Qué hacer
**A)** Reproduce sin cambios el tramo del texto seleccionado desde "Tal vez. Pero" hasta "sus fantasmas personales.".
**B)** Responde con brevedad, según el texto seleccionado:
(i) ¿Qué película lleva al límite la querencia por las autocitas?
(ii) ¿Qué estado de ánimo traslada la película mencionada al principio?
(iii) ¿Por quiénes está protagonizado el filme citado, y qué son en realidad?

Texto seleccionado
--------------------

Tal vez. Pero del mismo modo habría que reconocer que semejante embelesamiento sería congruente con una película que traslada el estado de ánimo propio de la adolescencia y del enamoramiento, la convicción de que el mundo, más allá de uno mismo, apenas tiene una consistencia real, con suerte poco más que un difuso telón de fondo o una impertinente serie de obstáculos. Es lo mismo que ocurría en Magnolia, la película que lleva esta querencia por las autocitas al límite (como, en general, la presencia de claves internas, de misteriosas pistas arrojadas en su recorrido). Un filme, en esta ocasión, protagonizado por adultos, pero que en realidad son adolescentes emocionales, encallados en su mayoría en episodios del pasado, íntimamente aislados, absortos en una soledad en la que solo moran sus fantasmas personales.

--------------------

Extractos de datos
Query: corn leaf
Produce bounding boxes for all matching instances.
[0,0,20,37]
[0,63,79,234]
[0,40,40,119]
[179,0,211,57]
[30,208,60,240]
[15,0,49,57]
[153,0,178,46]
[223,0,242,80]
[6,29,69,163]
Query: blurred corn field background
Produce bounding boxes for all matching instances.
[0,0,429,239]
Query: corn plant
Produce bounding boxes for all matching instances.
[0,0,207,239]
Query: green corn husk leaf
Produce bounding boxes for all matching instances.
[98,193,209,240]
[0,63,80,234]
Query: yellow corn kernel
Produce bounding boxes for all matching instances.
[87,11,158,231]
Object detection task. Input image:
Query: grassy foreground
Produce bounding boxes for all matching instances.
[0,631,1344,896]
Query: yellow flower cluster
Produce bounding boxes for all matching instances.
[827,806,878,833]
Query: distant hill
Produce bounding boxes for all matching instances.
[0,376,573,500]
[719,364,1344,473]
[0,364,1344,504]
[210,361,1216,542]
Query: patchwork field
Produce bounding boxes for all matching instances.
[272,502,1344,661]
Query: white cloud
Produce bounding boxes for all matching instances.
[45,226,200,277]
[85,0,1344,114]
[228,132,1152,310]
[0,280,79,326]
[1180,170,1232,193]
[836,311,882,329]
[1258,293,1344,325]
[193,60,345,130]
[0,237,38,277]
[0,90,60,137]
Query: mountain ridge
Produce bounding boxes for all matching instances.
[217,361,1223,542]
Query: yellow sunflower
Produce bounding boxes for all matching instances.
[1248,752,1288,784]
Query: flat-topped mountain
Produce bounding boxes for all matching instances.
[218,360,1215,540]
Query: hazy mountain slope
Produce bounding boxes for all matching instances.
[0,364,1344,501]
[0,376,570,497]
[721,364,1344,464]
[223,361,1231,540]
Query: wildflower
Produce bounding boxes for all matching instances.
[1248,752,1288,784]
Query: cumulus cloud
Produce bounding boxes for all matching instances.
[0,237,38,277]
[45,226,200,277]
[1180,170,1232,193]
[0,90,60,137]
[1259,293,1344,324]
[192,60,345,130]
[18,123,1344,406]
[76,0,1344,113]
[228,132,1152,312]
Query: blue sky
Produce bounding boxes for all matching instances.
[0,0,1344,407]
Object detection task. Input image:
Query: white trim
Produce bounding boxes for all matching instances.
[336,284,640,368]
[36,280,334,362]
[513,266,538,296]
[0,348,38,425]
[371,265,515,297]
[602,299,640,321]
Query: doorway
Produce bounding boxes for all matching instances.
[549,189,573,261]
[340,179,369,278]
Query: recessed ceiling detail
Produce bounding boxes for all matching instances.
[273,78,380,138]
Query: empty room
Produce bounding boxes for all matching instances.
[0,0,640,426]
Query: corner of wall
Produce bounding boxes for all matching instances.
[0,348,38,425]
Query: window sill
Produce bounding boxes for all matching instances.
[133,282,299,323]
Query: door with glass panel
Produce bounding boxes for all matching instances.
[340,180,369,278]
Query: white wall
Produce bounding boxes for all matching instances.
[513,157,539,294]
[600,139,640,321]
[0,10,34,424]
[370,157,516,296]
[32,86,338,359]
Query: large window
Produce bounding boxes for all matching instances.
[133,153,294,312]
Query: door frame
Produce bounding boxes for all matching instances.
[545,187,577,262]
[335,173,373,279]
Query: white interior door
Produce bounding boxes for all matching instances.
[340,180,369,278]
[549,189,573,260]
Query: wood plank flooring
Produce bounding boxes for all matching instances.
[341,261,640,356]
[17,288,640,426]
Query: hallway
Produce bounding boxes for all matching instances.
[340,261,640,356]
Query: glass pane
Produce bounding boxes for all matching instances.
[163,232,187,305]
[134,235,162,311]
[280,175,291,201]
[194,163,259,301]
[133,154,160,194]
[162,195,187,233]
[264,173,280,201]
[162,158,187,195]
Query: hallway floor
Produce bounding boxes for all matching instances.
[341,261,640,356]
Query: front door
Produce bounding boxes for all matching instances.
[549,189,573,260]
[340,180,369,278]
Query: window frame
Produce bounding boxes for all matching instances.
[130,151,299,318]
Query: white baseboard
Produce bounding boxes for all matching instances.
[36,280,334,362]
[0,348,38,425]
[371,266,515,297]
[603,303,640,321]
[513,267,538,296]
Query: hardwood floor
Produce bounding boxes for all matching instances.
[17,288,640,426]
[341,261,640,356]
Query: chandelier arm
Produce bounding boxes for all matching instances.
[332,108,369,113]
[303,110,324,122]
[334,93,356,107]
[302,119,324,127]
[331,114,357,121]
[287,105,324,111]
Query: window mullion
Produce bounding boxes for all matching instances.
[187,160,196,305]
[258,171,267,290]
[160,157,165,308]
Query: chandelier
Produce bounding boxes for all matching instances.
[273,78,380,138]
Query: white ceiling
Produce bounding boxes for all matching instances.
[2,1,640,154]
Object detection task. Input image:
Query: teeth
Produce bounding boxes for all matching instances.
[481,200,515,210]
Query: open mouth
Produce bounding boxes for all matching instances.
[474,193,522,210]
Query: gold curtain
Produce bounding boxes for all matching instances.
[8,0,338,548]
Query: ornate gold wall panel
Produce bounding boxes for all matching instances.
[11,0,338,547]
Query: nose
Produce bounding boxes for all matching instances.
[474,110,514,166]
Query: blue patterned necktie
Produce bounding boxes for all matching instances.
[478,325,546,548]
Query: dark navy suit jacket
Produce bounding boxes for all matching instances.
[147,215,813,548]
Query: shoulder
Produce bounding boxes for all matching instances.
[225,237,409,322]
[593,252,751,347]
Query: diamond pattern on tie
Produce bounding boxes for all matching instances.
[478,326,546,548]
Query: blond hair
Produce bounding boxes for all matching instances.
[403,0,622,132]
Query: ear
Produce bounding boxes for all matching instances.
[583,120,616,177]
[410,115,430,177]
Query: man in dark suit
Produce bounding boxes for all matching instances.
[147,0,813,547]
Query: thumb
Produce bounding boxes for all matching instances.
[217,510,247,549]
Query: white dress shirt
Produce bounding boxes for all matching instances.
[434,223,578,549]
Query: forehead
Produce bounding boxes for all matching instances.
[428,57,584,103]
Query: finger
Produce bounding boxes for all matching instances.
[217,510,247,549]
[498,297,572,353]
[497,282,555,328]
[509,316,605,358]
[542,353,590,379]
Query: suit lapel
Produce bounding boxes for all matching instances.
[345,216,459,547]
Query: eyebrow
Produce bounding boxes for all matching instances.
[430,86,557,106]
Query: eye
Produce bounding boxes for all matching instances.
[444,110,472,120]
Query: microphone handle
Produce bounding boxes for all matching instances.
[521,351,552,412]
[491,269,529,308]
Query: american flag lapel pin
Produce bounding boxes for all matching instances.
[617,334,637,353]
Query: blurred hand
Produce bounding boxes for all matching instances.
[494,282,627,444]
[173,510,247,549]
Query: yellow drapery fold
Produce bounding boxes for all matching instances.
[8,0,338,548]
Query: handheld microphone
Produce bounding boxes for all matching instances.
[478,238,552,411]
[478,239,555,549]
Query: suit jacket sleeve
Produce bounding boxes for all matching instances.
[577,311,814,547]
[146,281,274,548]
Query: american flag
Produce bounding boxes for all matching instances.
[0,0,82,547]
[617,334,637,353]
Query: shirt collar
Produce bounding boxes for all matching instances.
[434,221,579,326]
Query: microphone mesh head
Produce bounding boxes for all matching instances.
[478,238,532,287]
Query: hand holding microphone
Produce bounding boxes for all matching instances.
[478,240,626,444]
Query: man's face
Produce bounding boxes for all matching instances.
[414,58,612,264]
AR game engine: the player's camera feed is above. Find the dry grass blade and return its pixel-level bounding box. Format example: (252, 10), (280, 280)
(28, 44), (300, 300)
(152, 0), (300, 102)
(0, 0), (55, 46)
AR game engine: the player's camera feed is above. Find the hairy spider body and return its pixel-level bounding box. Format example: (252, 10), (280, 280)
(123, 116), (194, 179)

--------------------

Resultados en orden
**A)**
Tal vez. Pero del mismo modo habría que reconocer que semejante embelesamiento sería congruente con una película que traslada el estado de ánimo propio de la adolescencia y del enamoramiento, la convicción de que el mundo, más allá de uno mismo, apenas tiene una consistencia real, con suerte poco más que un difuso telón de fondo o una impertinente serie de obstáculos. Es lo mismo que ocurría en Magnolia, la película que lleva esta querencia por las autocitas al límite (como, en general, la presencia de claves internas, de misteriosas pistas arrojadas en su recorrido). Un filme, en esta ocasión, protagonizado por adultos, pero que en realidad son adolescentes emocionales, encallados en su mayoría en episodios del pasado, íntimamente aislados, absortos en una soledad en la que solo moran sus fantasmas personales.

**B)**
(i) Magnolia.
(ii) El propio de la adolescencia y del enamoramiento.
(iii) Por adultos que en realidad son adolescentes emocionales.